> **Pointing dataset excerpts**
--- begin ---
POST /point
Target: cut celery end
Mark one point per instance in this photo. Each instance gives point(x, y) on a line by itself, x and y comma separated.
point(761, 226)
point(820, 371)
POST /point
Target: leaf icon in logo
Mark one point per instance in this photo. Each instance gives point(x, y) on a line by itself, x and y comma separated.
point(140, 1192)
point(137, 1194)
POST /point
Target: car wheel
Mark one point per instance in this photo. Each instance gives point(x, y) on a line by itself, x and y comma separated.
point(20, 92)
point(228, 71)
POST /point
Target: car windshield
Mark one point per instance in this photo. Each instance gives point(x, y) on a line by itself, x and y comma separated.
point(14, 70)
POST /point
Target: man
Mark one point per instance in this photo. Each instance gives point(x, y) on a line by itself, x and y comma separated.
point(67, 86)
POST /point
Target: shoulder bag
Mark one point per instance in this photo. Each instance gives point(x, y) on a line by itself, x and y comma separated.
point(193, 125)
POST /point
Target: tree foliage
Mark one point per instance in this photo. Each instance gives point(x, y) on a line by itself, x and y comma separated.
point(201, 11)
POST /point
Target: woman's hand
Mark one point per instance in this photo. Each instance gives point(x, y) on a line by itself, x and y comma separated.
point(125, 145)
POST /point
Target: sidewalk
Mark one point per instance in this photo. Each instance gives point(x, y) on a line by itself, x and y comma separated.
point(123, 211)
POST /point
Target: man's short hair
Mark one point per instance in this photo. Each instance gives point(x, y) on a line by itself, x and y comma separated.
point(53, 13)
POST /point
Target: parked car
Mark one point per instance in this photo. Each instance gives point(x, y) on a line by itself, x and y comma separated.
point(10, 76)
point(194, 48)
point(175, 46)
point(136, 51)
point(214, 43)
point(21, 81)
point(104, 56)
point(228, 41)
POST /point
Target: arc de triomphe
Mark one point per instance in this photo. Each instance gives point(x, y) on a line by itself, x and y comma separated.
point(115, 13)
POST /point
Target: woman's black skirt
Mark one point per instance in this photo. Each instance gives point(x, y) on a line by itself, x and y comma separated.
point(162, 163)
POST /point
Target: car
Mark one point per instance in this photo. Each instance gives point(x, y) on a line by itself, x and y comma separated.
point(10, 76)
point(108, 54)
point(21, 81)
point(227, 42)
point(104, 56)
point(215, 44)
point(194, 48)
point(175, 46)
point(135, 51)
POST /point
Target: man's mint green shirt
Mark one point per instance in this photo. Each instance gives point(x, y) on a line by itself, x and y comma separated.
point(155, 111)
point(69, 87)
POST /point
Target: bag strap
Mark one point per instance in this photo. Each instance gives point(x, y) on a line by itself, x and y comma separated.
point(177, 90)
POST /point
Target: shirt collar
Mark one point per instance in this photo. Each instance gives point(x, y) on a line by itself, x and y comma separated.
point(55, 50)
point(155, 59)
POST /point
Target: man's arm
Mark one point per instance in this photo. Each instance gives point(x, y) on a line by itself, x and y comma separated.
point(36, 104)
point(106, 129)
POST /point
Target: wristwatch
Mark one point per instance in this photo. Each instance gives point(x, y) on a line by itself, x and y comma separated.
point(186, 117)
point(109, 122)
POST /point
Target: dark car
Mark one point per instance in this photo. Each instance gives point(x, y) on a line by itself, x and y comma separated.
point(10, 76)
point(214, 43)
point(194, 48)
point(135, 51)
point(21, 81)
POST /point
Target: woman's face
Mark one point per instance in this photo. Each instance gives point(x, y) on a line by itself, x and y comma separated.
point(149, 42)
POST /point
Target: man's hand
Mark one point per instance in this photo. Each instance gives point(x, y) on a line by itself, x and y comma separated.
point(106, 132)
--- end ---
> **Short task**
Extract the whole listing, character for character.

> **Expected answer**
POST /point
Target: cut celery end
Mark one point per instance in this photo. Each instance gives point(x, y) on a line by itself, x and y comma separated.
point(761, 226)
point(820, 371)
POST /point
Target: leaf icon in logo
Mark one point per instance in this photo. Each instance gives point(x, y) on a line by itself, x and y comma separated.
point(140, 1192)
point(137, 1194)
POST /point
Target: car wheel
Mark one point per instance in this photo. Each instance gives point(x, y) on a line by itself, x and y comma separated.
point(20, 92)
point(228, 71)
POST /point
Target: car windshield
Mark one point per instance in this photo. Each instance gives point(x, y) on a line by itself, x and y comma separated.
point(14, 70)
POST /point
Target: man
Mark one point per instance in this photo. Each instance gives point(x, y) on a line by itself, x and y comma separated.
point(67, 86)
POST /point
Target: shoulder bag
Mark one point per instance in this photo. Each instance gives point(x, y) on a line by itself, x and y comma separated.
point(193, 125)
POST /point
Target: tree foliage
Mark one point per instance in this photo. Each instance gives point(x, y) on a line by itself, x and y comma separated.
point(201, 11)
POST /point
Target: woman's hand
Mark one point per instance in this photo. Each instance gives point(x, y) on a line by itself, x and y comma separated.
point(125, 145)
POST /point
Target: sidewalk
Mark one point per instance in this photo. Each instance gives point(x, y) on a line by itself, x and y comma separated.
point(123, 211)
POST /point
Target: man's short hair
Mark one point per instance in this photo. Each instance gives point(x, y) on a line by itself, x and y comma separated.
point(53, 13)
POST /point
Target: parked car
Mark one point per instance in this photo. Each instance gives point(x, y) on a line by itself, x and y comma separated.
point(10, 76)
point(194, 48)
point(175, 46)
point(136, 51)
point(214, 43)
point(21, 81)
point(104, 56)
point(228, 41)
POST /point
Target: arc de triomphe
Mark one point per instance in this photo. Each instance gives point(x, y) on a line by itself, x and y comma separated.
point(115, 13)
POST /point
Target: woman's black skirt
Mark one point per instance in this photo. Each instance gives point(x, y) on a line by itself, x and y comma separated.
point(162, 163)
POST /point
Target: car
Mark one point per instance in this photo. Each instance gives point(x, y) on a line by itself, x and y comma separated.
point(10, 76)
point(108, 54)
point(21, 81)
point(227, 42)
point(104, 56)
point(215, 44)
point(194, 48)
point(175, 46)
point(135, 51)
POST /point
Target: man's mint green shirt
Mark one point per instance in this photo. Each instance gives point(x, y) on a line by itself, x and y comma separated.
point(155, 111)
point(69, 87)
POST /point
Target: bag strap
Mark one point per instance in this photo. Each instance gives point(x, y) on a line by itself, x and y comma separated.
point(177, 90)
POST /point
Target: shirt collar
Mark one point per instance in this photo. Each instance gives point(x, y) on a line by itself, x and y comma separated.
point(55, 50)
point(155, 59)
POST /point
Target: man's arm
Mark one point per instance in this photo. Each instance gives point(x, y) on a line by itself, x and y comma separated.
point(36, 104)
point(106, 129)
POST /point
Target: wristwatch
Mark one point per instance in this photo. Each instance gives point(x, y) on a line by itself, x and y comma separated.
point(186, 117)
point(109, 122)
POST /point
Target: dark car
Mark one point per instance in this photo. Each instance gives point(x, y) on a line by itself, x and y comma separated.
point(10, 76)
point(214, 43)
point(194, 48)
point(135, 51)
point(21, 81)
POST /point
Target: woman's face
Mark one point per instance in this photo. Each instance gives point(x, y) on a line by itself, x and y comma separated.
point(149, 42)
POST /point
Target: man's hand
Mark one point per instance in this photo. Each instance gives point(x, y) on a line by itself, x and y comma separated.
point(106, 132)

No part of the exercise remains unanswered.